(Beginning of EXERCISE TEXT)
Species of sea snail

Conus gratacapii is a species of sea snail, a marine gastropod mollusk in the family Conidae, the cone snails and their allies.

Like all species within the genus Conus, these snails are predatory and venomous. They are capable of stinging humans, therefore live ones should be handled carefully or not at all.

This species is named for Mr. L. P. Gratacap, of the American Museum of Natural History.

==Description==
The size of the shell varies between 27 mm and 44 mm.
(End of EXERCISE TEXT)
(Beginning of EXTRACTED INFORMATION)
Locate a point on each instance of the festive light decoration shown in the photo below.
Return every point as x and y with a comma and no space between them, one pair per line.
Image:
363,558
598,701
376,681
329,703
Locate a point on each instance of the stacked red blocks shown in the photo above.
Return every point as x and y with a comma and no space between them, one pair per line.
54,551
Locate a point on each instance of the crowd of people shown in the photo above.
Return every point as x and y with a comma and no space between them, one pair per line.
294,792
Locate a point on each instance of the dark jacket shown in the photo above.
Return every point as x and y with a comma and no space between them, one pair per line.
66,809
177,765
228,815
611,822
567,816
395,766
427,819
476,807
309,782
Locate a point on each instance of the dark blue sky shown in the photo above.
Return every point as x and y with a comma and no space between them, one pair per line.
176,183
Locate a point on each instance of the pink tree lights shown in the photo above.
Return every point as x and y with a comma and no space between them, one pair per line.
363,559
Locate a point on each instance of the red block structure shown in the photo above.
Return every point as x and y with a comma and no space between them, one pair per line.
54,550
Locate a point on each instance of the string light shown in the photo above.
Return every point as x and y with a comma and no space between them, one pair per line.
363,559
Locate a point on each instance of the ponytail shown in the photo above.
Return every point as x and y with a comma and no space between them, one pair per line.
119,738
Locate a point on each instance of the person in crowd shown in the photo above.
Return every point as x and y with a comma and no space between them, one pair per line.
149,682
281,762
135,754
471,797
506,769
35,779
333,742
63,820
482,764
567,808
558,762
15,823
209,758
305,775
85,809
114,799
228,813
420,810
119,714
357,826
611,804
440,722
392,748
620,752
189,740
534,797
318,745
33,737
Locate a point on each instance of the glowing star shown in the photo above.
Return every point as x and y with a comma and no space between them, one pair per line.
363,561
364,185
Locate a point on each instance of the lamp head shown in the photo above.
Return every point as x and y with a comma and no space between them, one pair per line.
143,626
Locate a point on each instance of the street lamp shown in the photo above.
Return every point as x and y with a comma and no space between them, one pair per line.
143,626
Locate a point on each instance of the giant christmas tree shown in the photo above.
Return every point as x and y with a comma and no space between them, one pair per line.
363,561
(End of EXTRACTED INFORMATION)
(Beginning of EXTRACTED INFORMATION)
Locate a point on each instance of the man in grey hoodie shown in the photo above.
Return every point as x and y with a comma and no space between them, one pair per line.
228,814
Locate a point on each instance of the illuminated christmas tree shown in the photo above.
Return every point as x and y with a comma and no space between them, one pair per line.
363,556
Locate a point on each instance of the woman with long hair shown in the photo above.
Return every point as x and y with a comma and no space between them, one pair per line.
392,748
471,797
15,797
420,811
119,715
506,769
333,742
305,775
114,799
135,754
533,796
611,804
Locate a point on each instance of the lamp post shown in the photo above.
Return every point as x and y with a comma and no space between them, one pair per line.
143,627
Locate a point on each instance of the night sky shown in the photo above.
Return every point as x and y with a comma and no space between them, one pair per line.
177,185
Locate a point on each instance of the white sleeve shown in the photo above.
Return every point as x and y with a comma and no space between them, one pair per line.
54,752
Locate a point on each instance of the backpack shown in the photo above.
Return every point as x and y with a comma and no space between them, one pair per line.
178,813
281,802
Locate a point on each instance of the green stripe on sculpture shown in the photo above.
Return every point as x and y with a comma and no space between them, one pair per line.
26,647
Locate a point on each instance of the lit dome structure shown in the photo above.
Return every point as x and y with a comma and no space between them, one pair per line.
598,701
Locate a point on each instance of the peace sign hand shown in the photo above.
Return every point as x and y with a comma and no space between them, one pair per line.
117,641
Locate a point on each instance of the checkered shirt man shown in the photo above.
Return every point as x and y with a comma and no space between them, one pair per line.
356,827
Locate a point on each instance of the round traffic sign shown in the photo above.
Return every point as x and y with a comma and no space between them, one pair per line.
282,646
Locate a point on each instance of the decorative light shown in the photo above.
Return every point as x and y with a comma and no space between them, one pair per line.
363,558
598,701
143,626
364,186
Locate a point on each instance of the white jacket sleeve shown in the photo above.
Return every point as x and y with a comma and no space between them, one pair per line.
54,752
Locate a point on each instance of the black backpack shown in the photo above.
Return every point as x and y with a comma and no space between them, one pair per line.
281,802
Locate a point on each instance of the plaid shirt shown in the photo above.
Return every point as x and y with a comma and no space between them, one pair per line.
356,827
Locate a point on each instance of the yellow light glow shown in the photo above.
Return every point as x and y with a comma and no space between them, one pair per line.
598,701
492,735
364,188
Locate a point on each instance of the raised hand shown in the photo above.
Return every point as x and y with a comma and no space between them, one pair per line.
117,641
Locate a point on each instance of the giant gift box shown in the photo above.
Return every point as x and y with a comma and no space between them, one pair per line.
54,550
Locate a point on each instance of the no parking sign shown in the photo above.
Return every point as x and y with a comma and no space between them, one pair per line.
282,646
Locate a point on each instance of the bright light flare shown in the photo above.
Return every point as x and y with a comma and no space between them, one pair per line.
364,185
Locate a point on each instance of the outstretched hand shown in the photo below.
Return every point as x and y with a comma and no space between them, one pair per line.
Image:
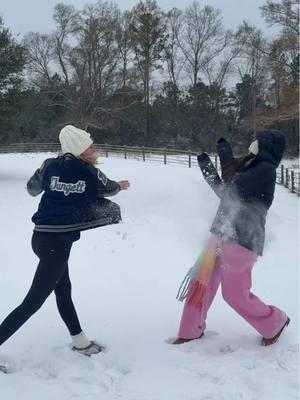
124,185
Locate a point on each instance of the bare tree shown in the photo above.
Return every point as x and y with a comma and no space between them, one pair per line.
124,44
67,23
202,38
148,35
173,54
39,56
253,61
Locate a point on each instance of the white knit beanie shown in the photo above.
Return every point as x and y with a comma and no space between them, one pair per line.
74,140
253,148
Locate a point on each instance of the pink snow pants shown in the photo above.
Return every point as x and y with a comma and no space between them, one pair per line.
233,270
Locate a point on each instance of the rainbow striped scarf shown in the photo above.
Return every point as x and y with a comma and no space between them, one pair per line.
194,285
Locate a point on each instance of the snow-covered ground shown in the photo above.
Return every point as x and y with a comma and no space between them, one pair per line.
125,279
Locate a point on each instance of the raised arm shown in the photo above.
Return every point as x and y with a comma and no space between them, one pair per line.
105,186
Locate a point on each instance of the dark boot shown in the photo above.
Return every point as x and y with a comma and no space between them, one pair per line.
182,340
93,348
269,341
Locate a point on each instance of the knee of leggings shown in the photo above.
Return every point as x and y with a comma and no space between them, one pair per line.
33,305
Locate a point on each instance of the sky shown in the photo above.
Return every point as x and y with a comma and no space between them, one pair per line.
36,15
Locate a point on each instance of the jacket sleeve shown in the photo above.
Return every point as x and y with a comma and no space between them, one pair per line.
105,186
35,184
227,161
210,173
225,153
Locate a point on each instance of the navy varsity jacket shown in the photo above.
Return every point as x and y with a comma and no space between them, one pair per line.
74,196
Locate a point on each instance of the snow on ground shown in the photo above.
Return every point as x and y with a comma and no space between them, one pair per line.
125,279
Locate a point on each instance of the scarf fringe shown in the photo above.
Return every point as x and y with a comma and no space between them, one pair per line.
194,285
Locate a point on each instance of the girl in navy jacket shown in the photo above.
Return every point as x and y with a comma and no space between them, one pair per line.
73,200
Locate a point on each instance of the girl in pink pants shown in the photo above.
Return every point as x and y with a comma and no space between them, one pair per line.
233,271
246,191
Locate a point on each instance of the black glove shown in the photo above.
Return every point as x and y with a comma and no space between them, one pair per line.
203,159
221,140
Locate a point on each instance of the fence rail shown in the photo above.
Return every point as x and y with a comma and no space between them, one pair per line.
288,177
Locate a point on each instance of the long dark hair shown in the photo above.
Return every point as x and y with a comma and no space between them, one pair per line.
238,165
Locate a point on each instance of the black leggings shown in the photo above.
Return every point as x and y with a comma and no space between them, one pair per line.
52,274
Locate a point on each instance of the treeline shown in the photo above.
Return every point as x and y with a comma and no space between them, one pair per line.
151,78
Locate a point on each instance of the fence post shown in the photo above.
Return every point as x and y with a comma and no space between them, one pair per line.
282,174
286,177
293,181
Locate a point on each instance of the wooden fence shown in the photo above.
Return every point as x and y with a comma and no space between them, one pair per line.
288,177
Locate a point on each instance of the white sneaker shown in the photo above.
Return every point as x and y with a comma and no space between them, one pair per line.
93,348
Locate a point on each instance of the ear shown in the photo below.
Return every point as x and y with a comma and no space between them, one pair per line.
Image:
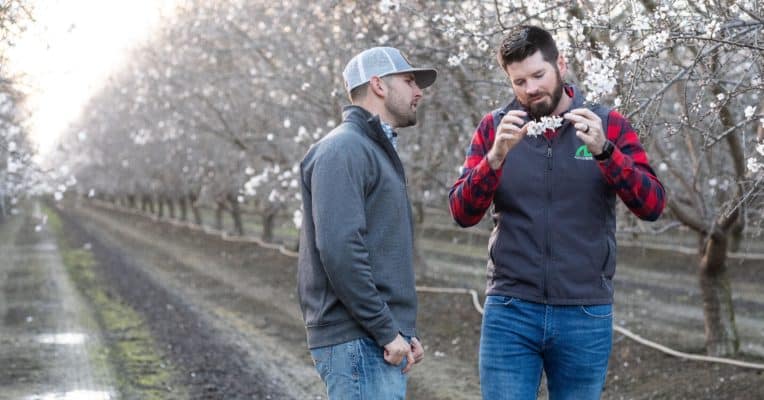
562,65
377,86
(End of EXTRACTED INFORMATION)
[WORK TO COMPLETE]:
1. Can you set down the passage on Conus gratacapii word for word, starting at "Like all species" and ending at "of Natural History."?
2. How would you take the Conus gratacapii text further, picking up right after its last sentence?
Nothing in the rows is needed here.

[ACTIVITY ANSWERS]:
1.
Like all species within the genus Conus, these snails are predatory and venomous. They are capable of stinging humans, therefore live ones should be handled carefully or not at all.

This species is named for Mr. L. P. Gratacap, of the American Museum of Natural History.

2.
(Original description by H.Pilsbry) The shell is slender and lengthened, the diameter somewhat exceeding one-third of the length. The high straight-sided spire occupies two-fifths the length of the shell. The apex is broken. The 12 whorls remaining are flat, with the smooth peripheral angle immediately above the suture, but scarcely projecting, a little more prominent on the upper than on the lower whorls. The surface of each whorl is a trifle concave, and sculptured with about 6 low, unequal spiral cords. Below the peripheral angle the body whorl is sculptured with about 25 spiral grooves, weaker above, stronger and closer below; and the growth-striae curve strongly backward near the angle. The aperture is very narrow, and of equal width throughout, and two-thirds as long as the shell.

==Distribution==
This marine species occurs off Taiwan and Japan.